## [Objetivo da tarefa]
Como fica o trecho do texto sobre a vacina contra o Zika que começa em "Segundo a Organização" e vai até "ativando a resposta imune." se você trocar "organismo" por "corpo"?
──────── Texto para análise ────────
As partículas produzidas usam fragmentos de proteínas para simular o vírus inteiro e ativar a resposta imune. Foto: Renato Rodrigues/Comunicação Butantan
Por Assessoria de Imprensa/Governo do Estado de SP
Uma plataforma tecnológica feita no Instituto Butantan a partir do vírus Zika pode ajudar no desenvolvimento de uma vacina contra a doença, de acordo com estudo publicado na editora de pesquisa suíça Frontiers in Pharmacology. Os pesquisadores desenvolveram VLPs (do inglês virus-like particles), partículas que “imitam” o vírus, uma técnica que já é usada em outros imunizantes, como do HPV e da hepatite B.
Ainda sem vacina disponível no mercado, o Zika tem como principal impacto a microcefalia (malformação do cérebro), que acomete recém-nascidos de mães que foram infectadas durante a gestação.
Segundo a Organização Mundial da Saúde (OMS), existem registros de circulação do vírus em 89 países. No Brasil, o Zika foi responsável por 50% das 3,7 mil infecções congênitas (transmitidas da mãe para o bebê) confirmadas entre 2015 e 2022, de acordo com o Ministério da Saúde.
Diferente de vacinas inativadas ou atenuadas, as VLPs não utilizam o vírus inteiro e não contêm material genético viral, somente fragmentos de proteínas. Elas se agrupam e formam uma partícula semelhante ao vírus que “engana” o organismo, ativando a resposta imune.
“As VLPs conseguem induzir alta resposta celular porque entram nas células, como os vírus, mas são incapazes de se replicar e causar doença. E as VLPs que acabam ficando na circulação sanguínea ativam a resposta de anticorpos”, afirma a pesquisadora Soraia Jorge, diretora do Laboratório de Biotecnologia Viral do Butantan, que coordenou o estudo.
As partículas foram produzidas em células de inseto, utilizando um baculovírus recombinante que carrega informações genéticas do Zika (e não infecta humanos). Na cultura celular de insetos, ambos se multiplicam. “Formam-se dois lotes: baculovírus modificados e VLPs de Zika, que nós conseguimos separar para obter somente as VLPs purificadas”, explica a cientista.
──────── Os dados ────────
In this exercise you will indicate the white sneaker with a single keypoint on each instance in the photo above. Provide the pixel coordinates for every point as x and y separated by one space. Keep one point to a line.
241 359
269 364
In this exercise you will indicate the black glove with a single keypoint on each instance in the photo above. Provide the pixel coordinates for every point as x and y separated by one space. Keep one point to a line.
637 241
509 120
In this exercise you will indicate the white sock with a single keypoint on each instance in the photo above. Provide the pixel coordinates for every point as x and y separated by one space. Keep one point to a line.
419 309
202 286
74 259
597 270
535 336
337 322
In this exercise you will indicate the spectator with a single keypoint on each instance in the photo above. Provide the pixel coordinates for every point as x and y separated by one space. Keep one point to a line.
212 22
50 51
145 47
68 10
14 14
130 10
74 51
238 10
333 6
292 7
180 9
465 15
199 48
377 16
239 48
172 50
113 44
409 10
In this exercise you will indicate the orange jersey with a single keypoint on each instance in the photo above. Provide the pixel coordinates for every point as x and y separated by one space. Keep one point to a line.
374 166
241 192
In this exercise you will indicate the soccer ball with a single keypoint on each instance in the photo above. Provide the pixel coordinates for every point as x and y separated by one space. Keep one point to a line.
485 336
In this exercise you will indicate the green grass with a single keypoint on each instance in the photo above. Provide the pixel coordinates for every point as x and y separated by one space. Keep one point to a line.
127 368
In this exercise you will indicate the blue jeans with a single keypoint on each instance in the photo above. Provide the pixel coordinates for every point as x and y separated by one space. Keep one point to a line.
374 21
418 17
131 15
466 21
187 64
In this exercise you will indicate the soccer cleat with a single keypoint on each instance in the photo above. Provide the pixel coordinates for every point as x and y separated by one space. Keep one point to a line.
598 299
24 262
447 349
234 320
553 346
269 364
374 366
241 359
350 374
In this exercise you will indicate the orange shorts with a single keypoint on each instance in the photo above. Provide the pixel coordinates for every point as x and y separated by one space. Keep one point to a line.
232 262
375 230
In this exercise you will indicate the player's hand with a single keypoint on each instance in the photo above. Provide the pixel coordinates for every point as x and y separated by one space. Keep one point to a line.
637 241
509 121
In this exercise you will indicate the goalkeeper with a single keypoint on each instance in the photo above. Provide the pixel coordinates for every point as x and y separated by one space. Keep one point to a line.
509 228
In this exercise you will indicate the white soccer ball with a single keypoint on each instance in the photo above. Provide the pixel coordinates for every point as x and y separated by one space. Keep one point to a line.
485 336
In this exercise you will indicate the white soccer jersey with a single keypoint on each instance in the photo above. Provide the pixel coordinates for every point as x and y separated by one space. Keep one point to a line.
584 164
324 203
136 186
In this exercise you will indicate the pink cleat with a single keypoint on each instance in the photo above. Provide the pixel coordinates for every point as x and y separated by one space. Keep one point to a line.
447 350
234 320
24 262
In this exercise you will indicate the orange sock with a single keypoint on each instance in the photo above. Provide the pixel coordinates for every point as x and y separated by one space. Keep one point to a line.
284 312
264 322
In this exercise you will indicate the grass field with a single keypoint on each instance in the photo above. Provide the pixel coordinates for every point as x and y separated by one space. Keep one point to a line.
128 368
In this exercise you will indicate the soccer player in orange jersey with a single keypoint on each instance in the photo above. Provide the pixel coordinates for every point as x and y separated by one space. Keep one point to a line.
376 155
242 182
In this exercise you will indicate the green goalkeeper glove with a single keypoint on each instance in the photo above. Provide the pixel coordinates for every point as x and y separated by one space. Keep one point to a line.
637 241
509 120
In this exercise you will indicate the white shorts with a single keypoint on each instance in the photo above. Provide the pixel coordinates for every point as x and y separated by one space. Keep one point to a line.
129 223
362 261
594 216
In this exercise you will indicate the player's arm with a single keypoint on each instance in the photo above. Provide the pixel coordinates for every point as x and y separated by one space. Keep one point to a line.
────────
## [Resposta ao exercício]
Segundo a Organização Mundial da Saúde (OMS), existem registros de circulação do vírus em 89 países. No Brasil, o Zika foi responsável por 50% das 3,7 mil infecções congênitas (transmitidas da mãe para o bebê) confirmadas entre 2015 e 2022, de acordo com o Ministério da Saúde.
Diferente de vacinas inativadas ou atenuadas, as VLPs não utilizam o vírus inteiro e não contêm material genético viral, somente fragmentos de proteínas. Elas se agrupam e formam uma partícula semelhante ao vírus que “engana” o corpo, ativando a resposta imune.